Work to do -> Please edit the material from its first line through the line containing "point(444, 165)", swapping "concrete" for "cement" and changing nothing else. Return only those lines.
[Start Extracted data]
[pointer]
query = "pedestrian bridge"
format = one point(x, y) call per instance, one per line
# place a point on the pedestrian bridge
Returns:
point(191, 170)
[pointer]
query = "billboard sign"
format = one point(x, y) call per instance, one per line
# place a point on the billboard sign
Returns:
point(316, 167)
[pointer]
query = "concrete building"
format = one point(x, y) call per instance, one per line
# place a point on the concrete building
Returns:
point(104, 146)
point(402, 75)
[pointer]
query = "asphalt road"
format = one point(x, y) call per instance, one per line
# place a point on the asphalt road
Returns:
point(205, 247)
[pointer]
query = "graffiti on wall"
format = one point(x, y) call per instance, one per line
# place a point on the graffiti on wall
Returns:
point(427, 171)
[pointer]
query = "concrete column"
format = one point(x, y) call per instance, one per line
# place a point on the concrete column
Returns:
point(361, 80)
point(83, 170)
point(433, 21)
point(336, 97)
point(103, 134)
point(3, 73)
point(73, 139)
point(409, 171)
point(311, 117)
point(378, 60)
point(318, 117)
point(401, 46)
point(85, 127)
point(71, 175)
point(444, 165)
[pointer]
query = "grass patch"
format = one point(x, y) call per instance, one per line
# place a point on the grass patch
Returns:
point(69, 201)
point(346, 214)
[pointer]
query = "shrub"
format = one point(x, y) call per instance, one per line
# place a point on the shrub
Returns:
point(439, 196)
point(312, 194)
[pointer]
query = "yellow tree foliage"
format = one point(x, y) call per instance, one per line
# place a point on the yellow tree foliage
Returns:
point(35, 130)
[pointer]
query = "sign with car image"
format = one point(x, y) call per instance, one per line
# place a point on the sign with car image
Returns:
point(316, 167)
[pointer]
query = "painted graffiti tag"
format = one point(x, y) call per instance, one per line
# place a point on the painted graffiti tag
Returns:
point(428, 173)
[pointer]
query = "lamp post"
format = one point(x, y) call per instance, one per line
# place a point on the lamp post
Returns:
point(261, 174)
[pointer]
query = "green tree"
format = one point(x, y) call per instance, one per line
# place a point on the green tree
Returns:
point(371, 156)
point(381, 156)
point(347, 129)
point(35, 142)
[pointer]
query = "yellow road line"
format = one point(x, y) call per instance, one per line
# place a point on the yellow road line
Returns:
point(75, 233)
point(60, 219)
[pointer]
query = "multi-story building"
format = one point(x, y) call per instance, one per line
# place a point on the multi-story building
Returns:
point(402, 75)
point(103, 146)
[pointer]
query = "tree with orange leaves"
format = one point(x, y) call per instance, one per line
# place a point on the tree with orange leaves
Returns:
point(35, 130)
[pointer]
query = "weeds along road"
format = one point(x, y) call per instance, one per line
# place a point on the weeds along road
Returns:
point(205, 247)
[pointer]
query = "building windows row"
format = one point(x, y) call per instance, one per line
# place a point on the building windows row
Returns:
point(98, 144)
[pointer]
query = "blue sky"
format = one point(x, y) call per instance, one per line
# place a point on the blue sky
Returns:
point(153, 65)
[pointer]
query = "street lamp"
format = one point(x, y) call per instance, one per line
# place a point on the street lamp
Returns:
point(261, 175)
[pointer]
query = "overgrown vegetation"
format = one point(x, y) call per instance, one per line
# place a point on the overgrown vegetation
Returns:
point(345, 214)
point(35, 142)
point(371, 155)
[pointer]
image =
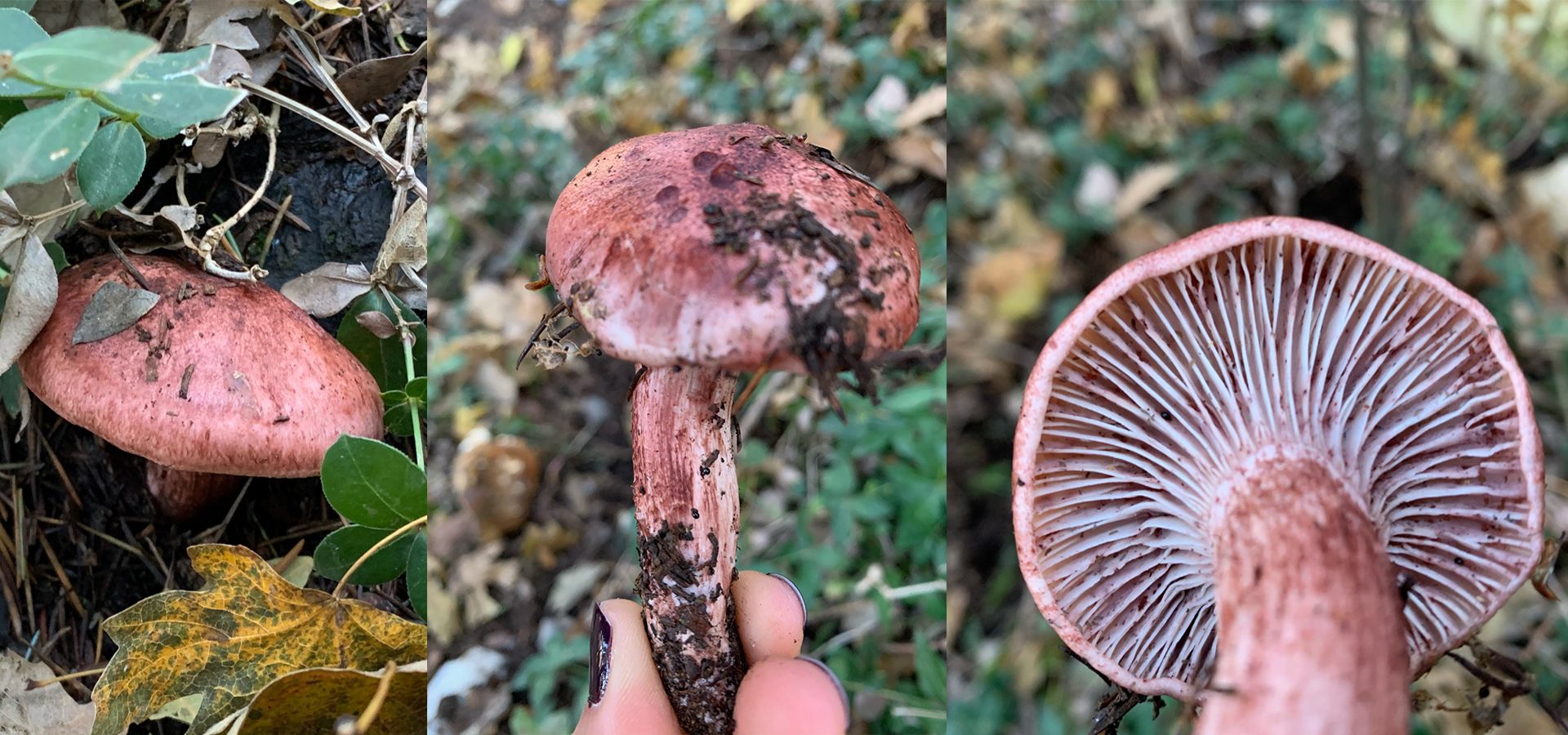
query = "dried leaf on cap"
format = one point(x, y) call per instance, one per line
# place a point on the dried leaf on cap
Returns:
point(328, 289)
point(112, 310)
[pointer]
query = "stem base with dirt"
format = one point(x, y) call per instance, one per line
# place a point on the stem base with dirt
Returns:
point(1310, 622)
point(687, 523)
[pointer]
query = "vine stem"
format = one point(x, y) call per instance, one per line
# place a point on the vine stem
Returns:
point(381, 544)
point(412, 408)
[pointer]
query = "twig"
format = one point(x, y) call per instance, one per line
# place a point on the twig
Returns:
point(272, 231)
point(46, 682)
point(134, 273)
point(216, 532)
point(369, 716)
point(281, 209)
point(391, 165)
point(71, 489)
point(381, 544)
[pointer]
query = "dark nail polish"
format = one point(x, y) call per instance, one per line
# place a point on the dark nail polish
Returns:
point(844, 696)
point(598, 657)
point(797, 593)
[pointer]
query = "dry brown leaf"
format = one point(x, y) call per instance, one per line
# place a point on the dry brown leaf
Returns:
point(334, 7)
point(737, 10)
point(405, 242)
point(921, 149)
point(328, 289)
point(1102, 100)
point(233, 641)
point(375, 78)
point(496, 480)
point(913, 25)
point(1143, 187)
point(46, 710)
point(221, 22)
point(32, 298)
point(226, 63)
point(1140, 235)
point(808, 118)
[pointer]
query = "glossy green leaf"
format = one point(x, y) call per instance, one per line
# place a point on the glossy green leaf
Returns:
point(372, 483)
point(400, 408)
point(83, 58)
point(419, 572)
point(42, 143)
point(157, 127)
point(112, 165)
point(18, 30)
point(167, 87)
point(57, 254)
point(383, 358)
point(342, 547)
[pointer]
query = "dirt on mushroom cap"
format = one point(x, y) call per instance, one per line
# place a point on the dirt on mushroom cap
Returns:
point(220, 376)
point(731, 247)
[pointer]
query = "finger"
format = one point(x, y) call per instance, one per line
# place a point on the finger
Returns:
point(770, 617)
point(791, 696)
point(623, 676)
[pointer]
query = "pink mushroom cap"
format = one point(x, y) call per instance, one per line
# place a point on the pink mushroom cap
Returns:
point(1264, 337)
point(733, 248)
point(237, 381)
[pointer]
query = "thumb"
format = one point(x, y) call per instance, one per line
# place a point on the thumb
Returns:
point(625, 693)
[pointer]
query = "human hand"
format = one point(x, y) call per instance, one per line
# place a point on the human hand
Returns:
point(782, 692)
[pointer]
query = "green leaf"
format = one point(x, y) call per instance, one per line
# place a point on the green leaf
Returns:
point(42, 143)
point(416, 389)
point(372, 483)
point(18, 30)
point(167, 87)
point(383, 358)
point(342, 547)
point(397, 419)
point(57, 254)
point(83, 58)
point(400, 406)
point(157, 127)
point(112, 165)
point(419, 572)
point(10, 109)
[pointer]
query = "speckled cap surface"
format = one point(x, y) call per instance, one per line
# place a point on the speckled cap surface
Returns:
point(220, 376)
point(733, 247)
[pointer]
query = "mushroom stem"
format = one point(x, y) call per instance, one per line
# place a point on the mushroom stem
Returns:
point(1312, 637)
point(687, 511)
point(182, 494)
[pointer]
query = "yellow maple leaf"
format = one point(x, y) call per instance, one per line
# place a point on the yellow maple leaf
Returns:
point(231, 641)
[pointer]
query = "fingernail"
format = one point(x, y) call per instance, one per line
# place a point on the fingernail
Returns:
point(799, 598)
point(836, 682)
point(599, 656)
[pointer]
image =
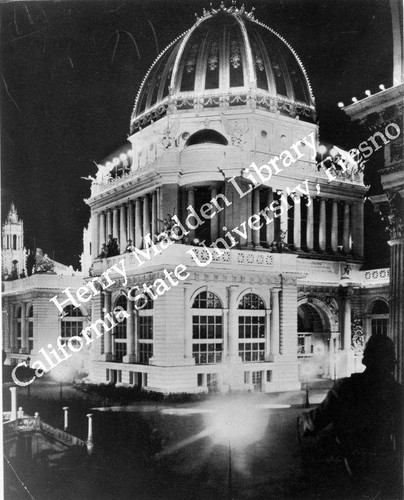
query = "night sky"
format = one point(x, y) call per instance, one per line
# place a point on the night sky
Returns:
point(71, 72)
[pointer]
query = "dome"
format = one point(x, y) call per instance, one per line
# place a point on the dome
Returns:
point(226, 58)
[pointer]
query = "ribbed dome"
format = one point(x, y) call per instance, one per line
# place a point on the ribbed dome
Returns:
point(226, 58)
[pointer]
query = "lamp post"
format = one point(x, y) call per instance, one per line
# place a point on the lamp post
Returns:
point(28, 361)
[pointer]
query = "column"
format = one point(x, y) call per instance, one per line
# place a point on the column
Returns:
point(129, 214)
point(249, 210)
point(233, 325)
point(188, 323)
point(24, 340)
point(95, 246)
point(275, 349)
point(347, 321)
point(322, 233)
point(146, 216)
point(13, 339)
point(346, 233)
point(136, 334)
point(7, 331)
point(109, 224)
point(396, 316)
point(129, 358)
point(214, 222)
point(334, 227)
point(256, 209)
point(122, 228)
point(225, 321)
point(268, 345)
point(138, 224)
point(13, 391)
point(154, 228)
point(90, 444)
point(102, 231)
point(191, 201)
point(284, 222)
point(271, 226)
point(357, 229)
point(107, 334)
point(310, 226)
point(115, 223)
point(297, 221)
point(65, 417)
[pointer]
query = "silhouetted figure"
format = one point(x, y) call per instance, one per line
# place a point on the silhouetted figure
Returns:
point(104, 252)
point(109, 244)
point(129, 247)
point(365, 411)
point(114, 248)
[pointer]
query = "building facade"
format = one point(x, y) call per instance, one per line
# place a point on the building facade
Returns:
point(271, 253)
point(30, 321)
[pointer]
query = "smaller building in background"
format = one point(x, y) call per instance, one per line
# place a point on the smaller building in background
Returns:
point(30, 321)
point(14, 254)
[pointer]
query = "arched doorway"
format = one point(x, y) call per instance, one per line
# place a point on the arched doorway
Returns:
point(313, 342)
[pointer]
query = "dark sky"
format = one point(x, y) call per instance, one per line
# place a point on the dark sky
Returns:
point(71, 71)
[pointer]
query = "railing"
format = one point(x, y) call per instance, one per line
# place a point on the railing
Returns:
point(61, 436)
point(42, 281)
point(181, 253)
point(377, 275)
point(9, 428)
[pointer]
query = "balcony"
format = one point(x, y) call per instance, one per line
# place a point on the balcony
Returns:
point(247, 259)
point(42, 281)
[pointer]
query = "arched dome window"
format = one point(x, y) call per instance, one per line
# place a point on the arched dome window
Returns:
point(145, 347)
point(207, 329)
point(19, 327)
point(251, 328)
point(31, 328)
point(379, 318)
point(380, 307)
point(120, 334)
point(206, 136)
point(72, 323)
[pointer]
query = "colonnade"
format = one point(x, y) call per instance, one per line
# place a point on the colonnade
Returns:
point(131, 220)
point(135, 219)
point(230, 328)
point(11, 339)
point(352, 223)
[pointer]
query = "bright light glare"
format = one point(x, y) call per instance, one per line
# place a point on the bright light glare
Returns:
point(237, 424)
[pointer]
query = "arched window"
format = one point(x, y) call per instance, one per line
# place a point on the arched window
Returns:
point(31, 328)
point(19, 327)
point(379, 318)
point(71, 324)
point(251, 328)
point(208, 136)
point(145, 337)
point(207, 329)
point(120, 333)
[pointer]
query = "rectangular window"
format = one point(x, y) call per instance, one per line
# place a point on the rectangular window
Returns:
point(145, 352)
point(30, 336)
point(120, 351)
point(206, 327)
point(380, 326)
point(251, 327)
point(251, 351)
point(146, 327)
point(207, 353)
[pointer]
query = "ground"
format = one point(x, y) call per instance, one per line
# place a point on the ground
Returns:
point(178, 451)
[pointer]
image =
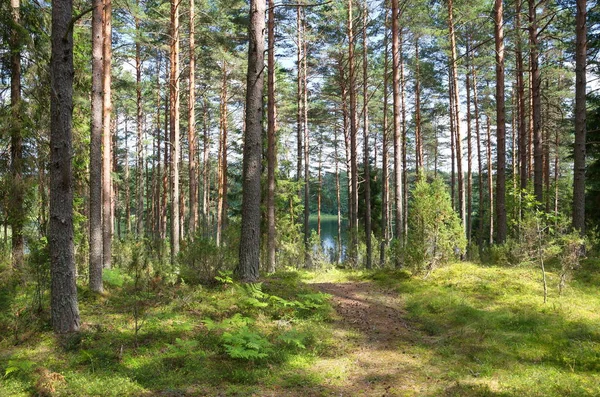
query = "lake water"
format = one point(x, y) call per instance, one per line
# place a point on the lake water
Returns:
point(329, 236)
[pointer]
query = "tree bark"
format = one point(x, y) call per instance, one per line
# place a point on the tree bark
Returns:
point(249, 264)
point(500, 124)
point(521, 116)
point(107, 225)
point(271, 142)
point(193, 168)
point(139, 183)
point(222, 188)
point(17, 190)
point(367, 174)
point(456, 111)
point(397, 133)
point(205, 165)
point(64, 307)
point(418, 138)
point(490, 186)
point(469, 149)
point(96, 247)
point(174, 128)
point(385, 191)
point(538, 186)
point(307, 257)
point(580, 118)
point(353, 249)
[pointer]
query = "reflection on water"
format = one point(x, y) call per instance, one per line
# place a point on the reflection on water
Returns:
point(329, 237)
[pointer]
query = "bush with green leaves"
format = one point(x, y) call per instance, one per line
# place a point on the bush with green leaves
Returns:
point(436, 234)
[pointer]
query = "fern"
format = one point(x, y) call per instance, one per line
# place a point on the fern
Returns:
point(246, 344)
point(16, 366)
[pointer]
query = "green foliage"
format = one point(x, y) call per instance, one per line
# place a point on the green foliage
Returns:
point(114, 277)
point(16, 366)
point(225, 277)
point(202, 261)
point(246, 344)
point(436, 232)
point(293, 338)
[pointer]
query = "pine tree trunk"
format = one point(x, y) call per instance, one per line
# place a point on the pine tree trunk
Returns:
point(271, 142)
point(63, 302)
point(353, 249)
point(500, 125)
point(193, 168)
point(107, 225)
point(397, 133)
point(384, 156)
point(222, 188)
point(248, 266)
point(96, 263)
point(580, 119)
point(456, 111)
point(404, 214)
point(490, 186)
point(338, 199)
point(367, 174)
point(158, 170)
point(469, 148)
point(139, 182)
point(174, 129)
point(307, 258)
point(521, 116)
point(536, 104)
point(418, 138)
point(126, 180)
point(17, 190)
point(205, 165)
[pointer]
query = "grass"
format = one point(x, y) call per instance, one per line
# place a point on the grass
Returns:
point(487, 330)
point(474, 331)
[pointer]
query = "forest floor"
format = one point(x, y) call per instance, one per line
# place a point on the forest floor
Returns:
point(466, 330)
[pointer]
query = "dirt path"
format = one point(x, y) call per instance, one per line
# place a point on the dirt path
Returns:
point(375, 360)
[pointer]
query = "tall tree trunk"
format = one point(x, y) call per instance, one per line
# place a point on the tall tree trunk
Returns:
point(397, 133)
point(469, 148)
point(205, 164)
point(456, 111)
point(452, 141)
point(338, 199)
point(107, 224)
point(17, 194)
point(536, 104)
point(500, 124)
point(248, 266)
point(490, 186)
point(307, 258)
point(222, 187)
point(353, 141)
point(403, 139)
point(418, 138)
point(193, 169)
point(158, 170)
point(367, 168)
point(385, 191)
point(521, 116)
point(479, 158)
point(96, 263)
point(299, 102)
point(580, 130)
point(126, 180)
point(174, 128)
point(63, 302)
point(271, 141)
point(139, 183)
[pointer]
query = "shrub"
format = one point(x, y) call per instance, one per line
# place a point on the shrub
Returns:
point(436, 234)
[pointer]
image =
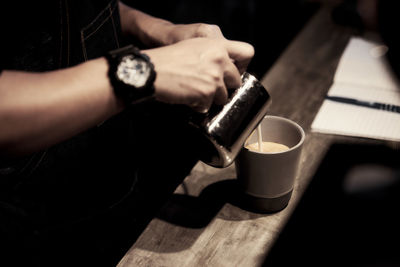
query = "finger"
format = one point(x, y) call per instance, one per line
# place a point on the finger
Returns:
point(241, 53)
point(232, 76)
point(221, 95)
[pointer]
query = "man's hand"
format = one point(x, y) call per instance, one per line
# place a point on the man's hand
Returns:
point(197, 72)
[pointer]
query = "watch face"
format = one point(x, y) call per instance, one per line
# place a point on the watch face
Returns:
point(133, 71)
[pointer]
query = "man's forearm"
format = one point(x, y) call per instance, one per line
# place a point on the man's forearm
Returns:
point(41, 109)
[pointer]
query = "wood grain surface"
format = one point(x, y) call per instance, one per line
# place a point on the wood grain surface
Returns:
point(202, 226)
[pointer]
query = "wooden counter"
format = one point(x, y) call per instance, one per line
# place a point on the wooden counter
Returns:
point(199, 227)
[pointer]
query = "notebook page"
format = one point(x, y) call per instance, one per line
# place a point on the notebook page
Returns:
point(362, 75)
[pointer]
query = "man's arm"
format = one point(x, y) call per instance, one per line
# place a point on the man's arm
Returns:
point(155, 32)
point(40, 109)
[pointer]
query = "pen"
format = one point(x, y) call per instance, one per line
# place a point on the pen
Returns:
point(368, 104)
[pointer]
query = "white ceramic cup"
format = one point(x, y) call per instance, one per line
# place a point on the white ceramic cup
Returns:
point(267, 179)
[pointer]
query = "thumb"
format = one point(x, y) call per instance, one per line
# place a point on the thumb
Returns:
point(241, 53)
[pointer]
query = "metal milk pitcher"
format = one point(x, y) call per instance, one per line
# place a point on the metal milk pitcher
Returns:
point(224, 129)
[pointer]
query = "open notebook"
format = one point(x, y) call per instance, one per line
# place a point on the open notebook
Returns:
point(364, 99)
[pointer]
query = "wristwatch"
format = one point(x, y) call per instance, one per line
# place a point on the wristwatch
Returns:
point(131, 74)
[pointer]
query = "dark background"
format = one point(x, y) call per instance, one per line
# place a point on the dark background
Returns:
point(268, 25)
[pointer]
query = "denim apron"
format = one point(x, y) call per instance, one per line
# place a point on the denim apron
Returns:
point(84, 201)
[End Extracted data]
Solution ->
[pointer]
query = "pedestrian bridge"
format = one point(x, y) call per instance, one per line
# place a point on the pedestrian bridge
Returns:
point(191, 170)
[pointer]
query = "billboard sign"
format = one point(x, y) call per instance, one per line
# place a point on the billboard sign
Returns:
point(316, 167)
[pointer]
query = "cement building"
format = one point(x, y) call per instance, one per line
# place a point on the cement building
Returns:
point(104, 146)
point(402, 75)
[pointer]
query = "asphalt road"
format = one point(x, y) call per instance, one per line
# place a point on the asphalt road
Returns:
point(205, 247)
[pointer]
query = "graffiti on wall"
format = one point(x, y) call per instance, one per line
# place a point on the graffiti on wall
Returns:
point(427, 171)
[pointer]
query = "cement column"
format = one point(x, y) call per instance, one per line
# place a point on the cement column
Returns:
point(361, 80)
point(83, 170)
point(433, 21)
point(336, 97)
point(103, 134)
point(3, 73)
point(73, 139)
point(409, 171)
point(311, 117)
point(378, 60)
point(318, 117)
point(401, 46)
point(85, 127)
point(71, 175)
point(444, 165)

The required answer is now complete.